What needs to be done
Every entry needs to be printed exactly, please.

Data for this task
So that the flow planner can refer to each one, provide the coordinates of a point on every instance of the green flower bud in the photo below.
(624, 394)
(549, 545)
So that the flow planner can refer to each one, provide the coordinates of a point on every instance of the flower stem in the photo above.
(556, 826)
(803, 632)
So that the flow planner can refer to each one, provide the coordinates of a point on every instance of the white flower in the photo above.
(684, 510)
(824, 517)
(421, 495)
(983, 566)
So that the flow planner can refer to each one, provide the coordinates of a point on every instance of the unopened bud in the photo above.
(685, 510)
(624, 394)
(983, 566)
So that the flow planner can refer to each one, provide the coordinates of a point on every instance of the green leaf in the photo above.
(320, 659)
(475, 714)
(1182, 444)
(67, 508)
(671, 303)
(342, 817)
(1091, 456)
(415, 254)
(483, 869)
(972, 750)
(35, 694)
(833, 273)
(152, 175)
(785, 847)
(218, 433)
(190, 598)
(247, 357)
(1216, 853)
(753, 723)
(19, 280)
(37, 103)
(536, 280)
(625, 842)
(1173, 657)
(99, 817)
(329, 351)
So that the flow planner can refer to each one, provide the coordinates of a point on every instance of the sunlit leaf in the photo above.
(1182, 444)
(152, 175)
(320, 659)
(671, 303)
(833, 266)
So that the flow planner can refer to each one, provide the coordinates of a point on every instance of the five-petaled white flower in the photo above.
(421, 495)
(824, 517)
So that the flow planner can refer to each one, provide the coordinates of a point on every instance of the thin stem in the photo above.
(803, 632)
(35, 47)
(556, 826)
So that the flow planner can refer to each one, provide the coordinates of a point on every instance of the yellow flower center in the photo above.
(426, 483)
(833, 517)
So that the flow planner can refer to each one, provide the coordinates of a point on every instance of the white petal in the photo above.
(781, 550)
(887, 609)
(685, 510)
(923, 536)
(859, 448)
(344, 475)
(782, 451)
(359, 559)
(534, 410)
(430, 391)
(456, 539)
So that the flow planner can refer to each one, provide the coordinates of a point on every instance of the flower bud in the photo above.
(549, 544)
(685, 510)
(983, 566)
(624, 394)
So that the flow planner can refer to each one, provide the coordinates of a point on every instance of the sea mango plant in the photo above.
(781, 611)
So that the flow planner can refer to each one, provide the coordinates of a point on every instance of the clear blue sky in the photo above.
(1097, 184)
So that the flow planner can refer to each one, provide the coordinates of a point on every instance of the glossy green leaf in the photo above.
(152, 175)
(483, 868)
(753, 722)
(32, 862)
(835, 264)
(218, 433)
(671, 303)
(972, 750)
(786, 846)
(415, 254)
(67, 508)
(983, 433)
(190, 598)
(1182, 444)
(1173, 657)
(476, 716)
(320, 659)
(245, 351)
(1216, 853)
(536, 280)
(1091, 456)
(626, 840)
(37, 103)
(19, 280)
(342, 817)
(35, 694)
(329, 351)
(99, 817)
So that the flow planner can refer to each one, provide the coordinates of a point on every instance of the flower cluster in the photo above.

Task solution
So that the flow planner can refer to each one, provide the coordinates of a point on every instance of the green flower bud in the photo below.
(624, 394)
(549, 545)
So that the flow planner can refer to each one, provide the coordinates of a point on every instance of the flower stem in the photo above.
(556, 826)
(803, 632)
So that the flow planner can refer to each one, provide the coordinates of a point on every instance of the white flower in the photo above.
(684, 510)
(824, 517)
(421, 495)
(983, 566)
So that the flow planner can refer to each one, provide the coordinates of a point on every instance of the unopened bud in the photo above.
(685, 510)
(624, 394)
(983, 566)
So that the flow planner can refer to each one, provide the coordinates of a point on every instance of the green leaf in the photo above.
(320, 659)
(475, 714)
(1182, 444)
(67, 508)
(671, 303)
(342, 817)
(1091, 456)
(415, 254)
(483, 869)
(972, 750)
(35, 694)
(833, 273)
(152, 175)
(785, 847)
(218, 433)
(190, 598)
(247, 357)
(1216, 853)
(753, 723)
(19, 280)
(37, 103)
(536, 280)
(625, 842)
(1173, 657)
(99, 817)
(329, 351)
So that the flow planner can refer to each one, provide the coordinates of a point on every instance of the sunlit leaf in the photo above.
(1182, 444)
(152, 175)
(320, 659)
(671, 303)
(833, 266)
So that the flow planner can refer to each one, provide the coordinates of a point on every instance of the five-petaled white flower in the photo above.
(421, 495)
(824, 517)
So that the flow planner can refer to each one, provide the coordinates of a point on every instance of the thin stem in the photo above.
(803, 632)
(35, 47)
(556, 826)
So that the flow planner can refer to each one, provide the coordinates of a point on every instance of the yellow flower center in the photo above.
(426, 483)
(833, 517)
So that the flow planner can refer to each one, provide the coordinates of a point on every instance of the white petal in the photo above.
(781, 550)
(887, 609)
(685, 510)
(923, 536)
(859, 448)
(344, 475)
(782, 451)
(359, 559)
(534, 410)
(430, 391)
(456, 539)
So that the flow planner can refer to each one, provide the coordinates of a point on every instance of the flower bud in the photo above.
(549, 544)
(685, 510)
(983, 566)
(624, 394)
So that the flow planner can refer to each one, provide the coordinates of a point on every instance of the sea mango plant in the photo above.
(781, 611)
So that the flow planner can refer to each one, provide the coordinates of a point on every instance of the clear blue sky in the photo above.
(1097, 184)
So that the flow planner can refer to each one, provide the coordinates of a point on every instance of the glossy green leaf in the photo above.
(152, 175)
(483, 868)
(753, 722)
(32, 862)
(835, 264)
(218, 433)
(671, 303)
(972, 750)
(786, 846)
(415, 254)
(67, 508)
(983, 433)
(190, 598)
(1182, 444)
(1173, 657)
(476, 716)
(320, 659)
(245, 351)
(1216, 853)
(536, 280)
(1091, 456)
(626, 840)
(37, 103)
(19, 280)
(342, 817)
(35, 694)
(329, 351)
(99, 817)
So that the flow planner can refer to each one, provide the coordinates of a point on every instance of the flower cluster in the photo above.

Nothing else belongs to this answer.